■ **Problem statement**
Filter the data for lines with the word "post" and copy those lines.

Image point grounding data:
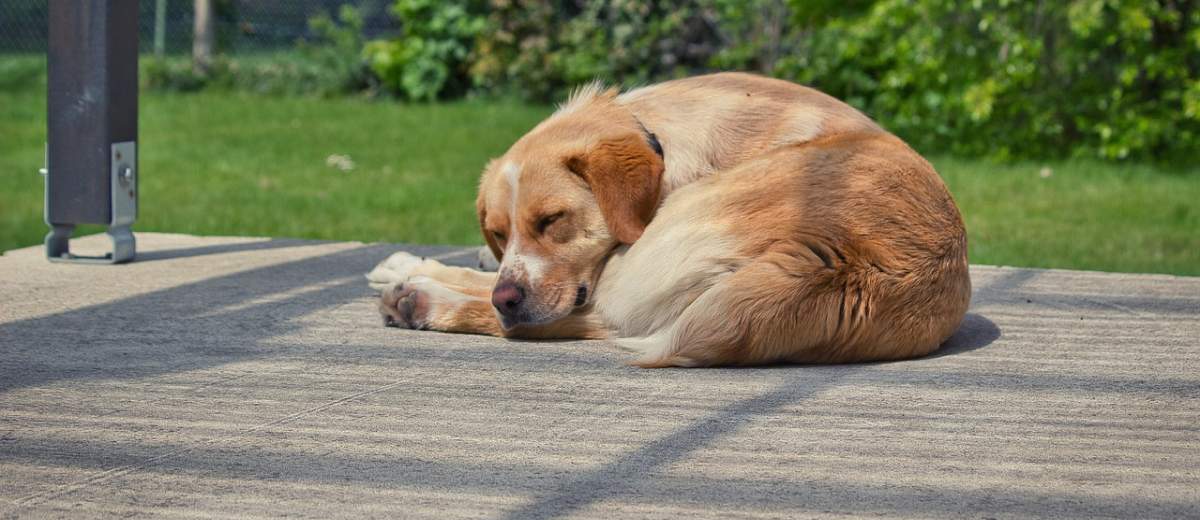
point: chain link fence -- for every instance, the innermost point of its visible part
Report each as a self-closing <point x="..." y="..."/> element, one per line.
<point x="166" y="25"/>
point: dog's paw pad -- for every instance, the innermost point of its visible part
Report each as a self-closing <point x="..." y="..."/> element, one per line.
<point x="406" y="306"/>
<point x="395" y="269"/>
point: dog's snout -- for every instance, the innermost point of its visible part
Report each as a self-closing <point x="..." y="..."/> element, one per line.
<point x="507" y="298"/>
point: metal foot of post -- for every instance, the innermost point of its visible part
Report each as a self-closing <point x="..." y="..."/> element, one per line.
<point x="58" y="246"/>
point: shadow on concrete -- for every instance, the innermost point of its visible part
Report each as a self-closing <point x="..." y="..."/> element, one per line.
<point x="975" y="333"/>
<point x="193" y="326"/>
<point x="220" y="249"/>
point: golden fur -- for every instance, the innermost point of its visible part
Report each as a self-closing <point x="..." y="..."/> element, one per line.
<point x="778" y="225"/>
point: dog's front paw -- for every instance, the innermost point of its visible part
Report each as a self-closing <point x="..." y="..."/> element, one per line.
<point x="406" y="305"/>
<point x="393" y="270"/>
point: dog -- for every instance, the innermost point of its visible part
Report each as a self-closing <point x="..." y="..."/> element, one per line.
<point x="718" y="220"/>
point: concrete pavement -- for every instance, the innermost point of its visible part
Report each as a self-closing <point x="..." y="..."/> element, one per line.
<point x="252" y="377"/>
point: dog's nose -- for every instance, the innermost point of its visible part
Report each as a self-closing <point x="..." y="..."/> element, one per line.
<point x="507" y="298"/>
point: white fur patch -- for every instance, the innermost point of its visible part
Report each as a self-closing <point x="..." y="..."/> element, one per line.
<point x="803" y="125"/>
<point x="683" y="252"/>
<point x="580" y="97"/>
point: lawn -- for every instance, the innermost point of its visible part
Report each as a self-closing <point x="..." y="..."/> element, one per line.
<point x="247" y="165"/>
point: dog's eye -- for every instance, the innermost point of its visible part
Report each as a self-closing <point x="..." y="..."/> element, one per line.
<point x="544" y="222"/>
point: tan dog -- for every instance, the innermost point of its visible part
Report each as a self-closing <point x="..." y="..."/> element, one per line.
<point x="719" y="220"/>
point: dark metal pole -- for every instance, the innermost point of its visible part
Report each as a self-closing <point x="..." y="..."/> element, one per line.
<point x="93" y="124"/>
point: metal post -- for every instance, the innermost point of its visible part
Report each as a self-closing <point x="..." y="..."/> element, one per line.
<point x="93" y="124"/>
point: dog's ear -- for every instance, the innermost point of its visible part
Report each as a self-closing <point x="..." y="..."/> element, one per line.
<point x="483" y="227"/>
<point x="625" y="175"/>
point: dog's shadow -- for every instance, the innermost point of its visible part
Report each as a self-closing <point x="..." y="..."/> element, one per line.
<point x="975" y="333"/>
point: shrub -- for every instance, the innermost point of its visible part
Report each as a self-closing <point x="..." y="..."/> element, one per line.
<point x="431" y="58"/>
<point x="328" y="64"/>
<point x="1109" y="78"/>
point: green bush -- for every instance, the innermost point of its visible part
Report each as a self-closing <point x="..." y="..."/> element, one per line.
<point x="327" y="65"/>
<point x="1006" y="78"/>
<point x="431" y="58"/>
<point x="1109" y="78"/>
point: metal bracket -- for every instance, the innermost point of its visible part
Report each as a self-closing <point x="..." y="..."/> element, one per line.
<point x="124" y="189"/>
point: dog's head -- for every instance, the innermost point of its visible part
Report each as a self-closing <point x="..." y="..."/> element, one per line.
<point x="561" y="199"/>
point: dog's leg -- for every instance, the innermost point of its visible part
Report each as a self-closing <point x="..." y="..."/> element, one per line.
<point x="426" y="304"/>
<point x="403" y="266"/>
<point x="769" y="310"/>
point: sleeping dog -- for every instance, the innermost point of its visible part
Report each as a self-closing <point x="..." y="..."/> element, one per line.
<point x="719" y="220"/>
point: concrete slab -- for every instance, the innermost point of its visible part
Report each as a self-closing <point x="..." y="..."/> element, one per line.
<point x="252" y="377"/>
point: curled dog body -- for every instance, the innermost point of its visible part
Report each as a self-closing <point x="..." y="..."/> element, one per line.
<point x="719" y="220"/>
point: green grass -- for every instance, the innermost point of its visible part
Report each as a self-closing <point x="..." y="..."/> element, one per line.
<point x="237" y="163"/>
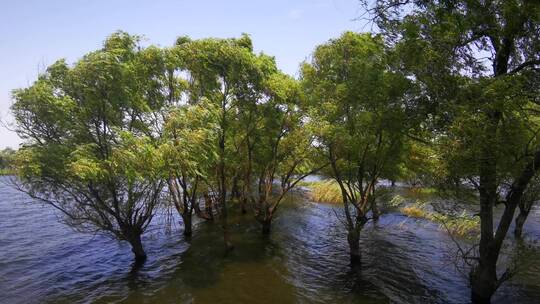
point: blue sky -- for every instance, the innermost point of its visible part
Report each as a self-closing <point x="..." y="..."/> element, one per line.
<point x="34" y="34"/>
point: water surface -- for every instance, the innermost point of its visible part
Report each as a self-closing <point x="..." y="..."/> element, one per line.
<point x="304" y="261"/>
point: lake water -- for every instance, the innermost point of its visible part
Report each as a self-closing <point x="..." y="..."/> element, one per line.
<point x="304" y="261"/>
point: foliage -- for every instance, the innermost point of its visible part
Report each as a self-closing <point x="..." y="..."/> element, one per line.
<point x="90" y="148"/>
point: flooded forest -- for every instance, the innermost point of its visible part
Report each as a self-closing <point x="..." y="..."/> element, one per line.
<point x="400" y="165"/>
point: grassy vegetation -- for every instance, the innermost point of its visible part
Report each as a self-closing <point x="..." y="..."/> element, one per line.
<point x="326" y="191"/>
<point x="6" y="172"/>
<point x="462" y="224"/>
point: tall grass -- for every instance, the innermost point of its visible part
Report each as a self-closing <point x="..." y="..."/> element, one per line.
<point x="463" y="224"/>
<point x="327" y="191"/>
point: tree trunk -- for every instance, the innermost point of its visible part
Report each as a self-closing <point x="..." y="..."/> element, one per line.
<point x="137" y="248"/>
<point x="243" y="204"/>
<point x="188" y="224"/>
<point x="520" y="220"/>
<point x="266" y="226"/>
<point x="484" y="281"/>
<point x="483" y="276"/>
<point x="375" y="212"/>
<point x="353" y="237"/>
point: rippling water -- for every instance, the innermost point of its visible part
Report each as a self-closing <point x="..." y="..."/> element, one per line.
<point x="304" y="261"/>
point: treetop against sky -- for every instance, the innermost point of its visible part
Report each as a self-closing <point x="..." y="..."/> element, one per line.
<point x="34" y="34"/>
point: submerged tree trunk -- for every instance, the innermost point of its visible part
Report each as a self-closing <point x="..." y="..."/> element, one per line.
<point x="520" y="219"/>
<point x="137" y="248"/>
<point x="266" y="226"/>
<point x="484" y="281"/>
<point x="188" y="224"/>
<point x="353" y="237"/>
<point x="375" y="212"/>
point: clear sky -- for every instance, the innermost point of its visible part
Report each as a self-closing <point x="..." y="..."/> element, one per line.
<point x="34" y="34"/>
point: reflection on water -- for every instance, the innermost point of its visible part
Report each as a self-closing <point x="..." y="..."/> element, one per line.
<point x="304" y="261"/>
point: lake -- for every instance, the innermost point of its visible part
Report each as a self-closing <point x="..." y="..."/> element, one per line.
<point x="305" y="260"/>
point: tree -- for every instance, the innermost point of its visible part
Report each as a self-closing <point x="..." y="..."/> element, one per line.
<point x="478" y="64"/>
<point x="356" y="108"/>
<point x="190" y="153"/>
<point x="6" y="159"/>
<point x="225" y="72"/>
<point x="89" y="148"/>
<point x="277" y="146"/>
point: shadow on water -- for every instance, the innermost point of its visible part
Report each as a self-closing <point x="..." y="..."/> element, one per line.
<point x="304" y="260"/>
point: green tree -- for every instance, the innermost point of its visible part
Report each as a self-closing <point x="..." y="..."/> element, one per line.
<point x="190" y="153"/>
<point x="89" y="140"/>
<point x="226" y="73"/>
<point x="6" y="160"/>
<point x="478" y="64"/>
<point x="277" y="146"/>
<point x="356" y="108"/>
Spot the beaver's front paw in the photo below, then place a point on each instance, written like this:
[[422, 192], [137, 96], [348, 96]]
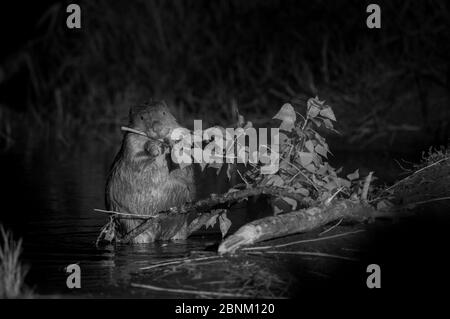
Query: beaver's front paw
[[157, 149]]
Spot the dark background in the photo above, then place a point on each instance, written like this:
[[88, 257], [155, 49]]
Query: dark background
[[389, 87]]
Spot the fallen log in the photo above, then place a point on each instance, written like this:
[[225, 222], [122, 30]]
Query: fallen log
[[295, 222], [202, 208]]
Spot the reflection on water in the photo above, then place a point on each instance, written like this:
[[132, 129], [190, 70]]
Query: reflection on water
[[48, 197]]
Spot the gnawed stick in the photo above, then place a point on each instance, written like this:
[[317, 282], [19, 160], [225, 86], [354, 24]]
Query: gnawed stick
[[205, 206], [295, 222]]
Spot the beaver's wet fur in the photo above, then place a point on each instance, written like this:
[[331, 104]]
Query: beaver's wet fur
[[143, 179]]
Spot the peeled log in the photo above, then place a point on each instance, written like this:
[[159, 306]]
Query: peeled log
[[295, 222]]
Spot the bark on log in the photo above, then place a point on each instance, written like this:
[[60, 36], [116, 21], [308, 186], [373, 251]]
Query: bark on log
[[204, 206], [295, 222]]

■ **Written response**
point: metal foot of post -- for every instance, the innermost point of its visible part
point: metal post -- for every instance, the innermost point of its visible part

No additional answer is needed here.